What you have to do: Reproduce nothing but the closing run of lines: the line with "of the distant" and each line that follows it to the end of the data.

────────────────────────────────────────

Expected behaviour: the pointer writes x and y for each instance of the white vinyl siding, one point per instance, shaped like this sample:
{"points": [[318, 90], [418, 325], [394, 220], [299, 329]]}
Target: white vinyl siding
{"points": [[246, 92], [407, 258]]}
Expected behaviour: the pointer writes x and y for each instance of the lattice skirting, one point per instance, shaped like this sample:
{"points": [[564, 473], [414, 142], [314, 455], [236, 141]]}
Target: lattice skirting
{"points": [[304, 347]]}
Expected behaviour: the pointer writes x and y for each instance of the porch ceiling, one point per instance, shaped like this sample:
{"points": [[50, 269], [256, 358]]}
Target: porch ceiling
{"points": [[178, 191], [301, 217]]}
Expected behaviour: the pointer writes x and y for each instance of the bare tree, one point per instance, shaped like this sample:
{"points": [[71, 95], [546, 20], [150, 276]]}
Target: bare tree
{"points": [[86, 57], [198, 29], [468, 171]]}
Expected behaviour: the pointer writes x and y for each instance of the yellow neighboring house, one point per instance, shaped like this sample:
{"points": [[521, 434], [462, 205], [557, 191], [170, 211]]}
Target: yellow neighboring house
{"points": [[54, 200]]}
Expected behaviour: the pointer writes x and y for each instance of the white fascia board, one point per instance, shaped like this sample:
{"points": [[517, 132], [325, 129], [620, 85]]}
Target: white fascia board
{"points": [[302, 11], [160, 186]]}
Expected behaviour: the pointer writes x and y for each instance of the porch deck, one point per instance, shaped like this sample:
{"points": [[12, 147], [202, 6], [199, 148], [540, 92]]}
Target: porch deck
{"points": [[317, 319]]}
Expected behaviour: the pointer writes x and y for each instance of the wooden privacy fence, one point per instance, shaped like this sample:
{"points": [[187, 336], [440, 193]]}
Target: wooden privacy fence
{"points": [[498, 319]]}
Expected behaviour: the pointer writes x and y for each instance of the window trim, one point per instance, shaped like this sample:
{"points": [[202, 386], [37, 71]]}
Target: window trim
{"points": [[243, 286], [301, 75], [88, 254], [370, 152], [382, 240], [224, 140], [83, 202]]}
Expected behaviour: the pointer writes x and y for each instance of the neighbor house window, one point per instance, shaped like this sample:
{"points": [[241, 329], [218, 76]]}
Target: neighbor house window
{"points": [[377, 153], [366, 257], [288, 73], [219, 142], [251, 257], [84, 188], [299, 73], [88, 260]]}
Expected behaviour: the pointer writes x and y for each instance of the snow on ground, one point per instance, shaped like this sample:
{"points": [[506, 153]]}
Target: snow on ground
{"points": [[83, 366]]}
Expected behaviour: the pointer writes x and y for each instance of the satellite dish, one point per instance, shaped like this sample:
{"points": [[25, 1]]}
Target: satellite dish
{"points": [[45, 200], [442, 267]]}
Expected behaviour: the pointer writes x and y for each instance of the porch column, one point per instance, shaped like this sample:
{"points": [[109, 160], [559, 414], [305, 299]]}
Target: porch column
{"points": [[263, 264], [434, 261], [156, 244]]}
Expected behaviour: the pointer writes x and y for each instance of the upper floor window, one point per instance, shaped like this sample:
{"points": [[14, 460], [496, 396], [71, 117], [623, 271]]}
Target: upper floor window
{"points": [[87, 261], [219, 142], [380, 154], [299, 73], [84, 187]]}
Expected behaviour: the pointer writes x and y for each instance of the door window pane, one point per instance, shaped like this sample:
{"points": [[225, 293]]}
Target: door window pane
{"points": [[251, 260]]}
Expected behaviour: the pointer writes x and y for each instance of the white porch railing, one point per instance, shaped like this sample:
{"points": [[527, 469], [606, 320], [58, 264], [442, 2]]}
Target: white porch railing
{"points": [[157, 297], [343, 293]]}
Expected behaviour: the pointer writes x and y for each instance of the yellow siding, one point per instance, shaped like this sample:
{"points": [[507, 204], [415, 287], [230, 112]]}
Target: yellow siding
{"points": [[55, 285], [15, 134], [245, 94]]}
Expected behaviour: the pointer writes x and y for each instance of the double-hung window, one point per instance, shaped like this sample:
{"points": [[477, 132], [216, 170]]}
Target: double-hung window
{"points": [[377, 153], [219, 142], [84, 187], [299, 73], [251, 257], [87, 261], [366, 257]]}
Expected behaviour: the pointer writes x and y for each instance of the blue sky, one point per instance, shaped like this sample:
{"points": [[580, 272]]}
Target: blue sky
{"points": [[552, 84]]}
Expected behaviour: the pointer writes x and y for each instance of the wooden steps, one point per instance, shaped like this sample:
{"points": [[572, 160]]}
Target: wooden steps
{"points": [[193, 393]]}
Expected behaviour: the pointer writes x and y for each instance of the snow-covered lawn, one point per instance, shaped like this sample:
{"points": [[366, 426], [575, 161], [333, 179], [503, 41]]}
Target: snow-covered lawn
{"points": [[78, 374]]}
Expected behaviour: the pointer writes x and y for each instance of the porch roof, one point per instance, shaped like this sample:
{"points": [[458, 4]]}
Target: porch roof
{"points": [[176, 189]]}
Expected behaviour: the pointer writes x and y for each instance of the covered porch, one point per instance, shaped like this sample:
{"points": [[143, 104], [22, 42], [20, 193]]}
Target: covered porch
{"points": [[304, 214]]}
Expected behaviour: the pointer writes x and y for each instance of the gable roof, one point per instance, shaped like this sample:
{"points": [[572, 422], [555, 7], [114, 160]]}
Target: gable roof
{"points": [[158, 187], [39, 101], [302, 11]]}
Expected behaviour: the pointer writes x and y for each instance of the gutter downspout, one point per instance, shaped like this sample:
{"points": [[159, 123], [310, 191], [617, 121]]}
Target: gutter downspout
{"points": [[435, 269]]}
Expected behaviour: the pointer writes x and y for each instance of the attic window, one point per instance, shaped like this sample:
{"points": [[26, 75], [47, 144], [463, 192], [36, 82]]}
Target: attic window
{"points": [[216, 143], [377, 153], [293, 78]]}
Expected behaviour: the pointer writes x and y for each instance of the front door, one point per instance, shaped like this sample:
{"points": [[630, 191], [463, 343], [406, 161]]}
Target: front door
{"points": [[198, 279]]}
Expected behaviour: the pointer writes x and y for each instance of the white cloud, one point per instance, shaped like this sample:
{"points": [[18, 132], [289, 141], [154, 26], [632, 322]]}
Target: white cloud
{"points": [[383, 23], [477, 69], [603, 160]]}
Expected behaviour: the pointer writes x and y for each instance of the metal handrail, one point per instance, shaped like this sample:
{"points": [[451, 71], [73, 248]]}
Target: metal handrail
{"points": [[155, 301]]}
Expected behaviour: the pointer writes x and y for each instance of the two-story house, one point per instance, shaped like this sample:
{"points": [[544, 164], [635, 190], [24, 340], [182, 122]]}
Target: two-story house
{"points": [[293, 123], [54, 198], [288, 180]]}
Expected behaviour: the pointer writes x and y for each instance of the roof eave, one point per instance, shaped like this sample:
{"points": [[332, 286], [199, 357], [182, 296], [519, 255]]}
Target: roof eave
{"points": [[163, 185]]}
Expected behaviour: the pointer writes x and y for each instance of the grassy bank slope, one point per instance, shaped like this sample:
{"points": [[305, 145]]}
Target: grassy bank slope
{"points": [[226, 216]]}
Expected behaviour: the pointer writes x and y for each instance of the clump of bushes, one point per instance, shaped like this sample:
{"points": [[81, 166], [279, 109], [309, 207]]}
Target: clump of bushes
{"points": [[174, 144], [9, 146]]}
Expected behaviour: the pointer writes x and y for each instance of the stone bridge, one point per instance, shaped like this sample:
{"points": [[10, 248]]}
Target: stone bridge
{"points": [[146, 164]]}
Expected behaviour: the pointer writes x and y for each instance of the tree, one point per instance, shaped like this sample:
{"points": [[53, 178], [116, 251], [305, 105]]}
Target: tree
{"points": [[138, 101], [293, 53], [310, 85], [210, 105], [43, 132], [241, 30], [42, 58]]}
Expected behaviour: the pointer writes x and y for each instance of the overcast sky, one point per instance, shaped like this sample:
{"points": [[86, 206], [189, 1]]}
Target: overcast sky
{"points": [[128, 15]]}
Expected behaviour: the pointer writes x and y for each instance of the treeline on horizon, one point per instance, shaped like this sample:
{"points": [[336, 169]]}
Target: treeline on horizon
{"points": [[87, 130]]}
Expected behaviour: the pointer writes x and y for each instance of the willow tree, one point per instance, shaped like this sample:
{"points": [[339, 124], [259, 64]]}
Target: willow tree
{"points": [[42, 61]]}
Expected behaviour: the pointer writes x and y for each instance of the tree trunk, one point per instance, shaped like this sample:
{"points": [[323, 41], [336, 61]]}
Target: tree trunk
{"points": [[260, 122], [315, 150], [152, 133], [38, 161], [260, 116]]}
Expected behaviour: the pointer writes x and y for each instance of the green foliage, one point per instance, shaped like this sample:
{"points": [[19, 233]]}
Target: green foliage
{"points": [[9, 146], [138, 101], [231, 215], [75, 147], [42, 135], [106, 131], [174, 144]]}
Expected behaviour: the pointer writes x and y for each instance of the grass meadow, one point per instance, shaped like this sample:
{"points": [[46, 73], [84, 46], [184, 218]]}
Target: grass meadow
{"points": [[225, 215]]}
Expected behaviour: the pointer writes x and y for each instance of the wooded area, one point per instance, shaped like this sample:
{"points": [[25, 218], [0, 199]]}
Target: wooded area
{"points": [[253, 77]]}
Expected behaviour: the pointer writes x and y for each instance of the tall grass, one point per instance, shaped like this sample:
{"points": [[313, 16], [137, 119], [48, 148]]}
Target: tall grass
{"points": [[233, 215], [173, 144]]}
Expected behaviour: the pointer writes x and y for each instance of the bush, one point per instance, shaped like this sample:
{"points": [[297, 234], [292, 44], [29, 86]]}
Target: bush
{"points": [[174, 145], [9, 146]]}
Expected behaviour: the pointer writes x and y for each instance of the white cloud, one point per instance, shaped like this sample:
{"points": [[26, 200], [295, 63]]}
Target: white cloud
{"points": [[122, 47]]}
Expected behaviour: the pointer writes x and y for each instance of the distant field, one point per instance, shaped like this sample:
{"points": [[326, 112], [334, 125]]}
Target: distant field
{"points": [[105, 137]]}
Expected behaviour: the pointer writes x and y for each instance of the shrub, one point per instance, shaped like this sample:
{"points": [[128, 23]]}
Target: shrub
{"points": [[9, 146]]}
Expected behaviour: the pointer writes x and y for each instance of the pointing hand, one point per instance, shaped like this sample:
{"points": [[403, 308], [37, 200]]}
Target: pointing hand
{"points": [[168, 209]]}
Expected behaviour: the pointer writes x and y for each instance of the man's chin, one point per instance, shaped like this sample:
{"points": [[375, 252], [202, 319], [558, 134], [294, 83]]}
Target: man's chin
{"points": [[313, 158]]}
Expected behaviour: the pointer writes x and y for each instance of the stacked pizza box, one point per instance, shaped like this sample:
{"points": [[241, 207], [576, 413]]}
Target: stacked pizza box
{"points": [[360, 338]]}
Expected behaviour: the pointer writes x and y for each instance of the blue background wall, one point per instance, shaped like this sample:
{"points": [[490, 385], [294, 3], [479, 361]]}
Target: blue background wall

────────────────────────────────────────

Exercise solution:
Expected behaviour: the pointer writes x and y for each instance of the distant field, one point per instance, shaped like this sample:
{"points": [[326, 112], [334, 125]]}
Target: distant field
{"points": [[105, 137]]}
Expected behaviour: the pointer writes x and y for each instance of the shrub, one point per instance, shaped like this sample:
{"points": [[128, 23]]}
Target: shrub
{"points": [[9, 146]]}
Expected behaviour: the pointer writes x and y for each instance of the pointing hand, one point per instance, shaped like this sample:
{"points": [[403, 308], [37, 200]]}
Target: pointing hand
{"points": [[168, 209]]}
Expected behaviour: the pointer writes x and y for each instance of the man's chin, one point per instance, shaped like this sample:
{"points": [[375, 252], [202, 319], [558, 134], [294, 83]]}
Target: man's chin
{"points": [[313, 158]]}
Expected behaviour: the pointer writes x and y for each instance of the stacked pizza box, one point per instance, shaped like this sample:
{"points": [[241, 207], [576, 413]]}
Target: stacked pizza box
{"points": [[360, 338]]}
Expected behaviour: the pointer writes x and y for each instance of the blue background wall, one point per instance, shaped like this sample:
{"points": [[490, 385], [294, 3], [479, 361]]}
Target: blue background wall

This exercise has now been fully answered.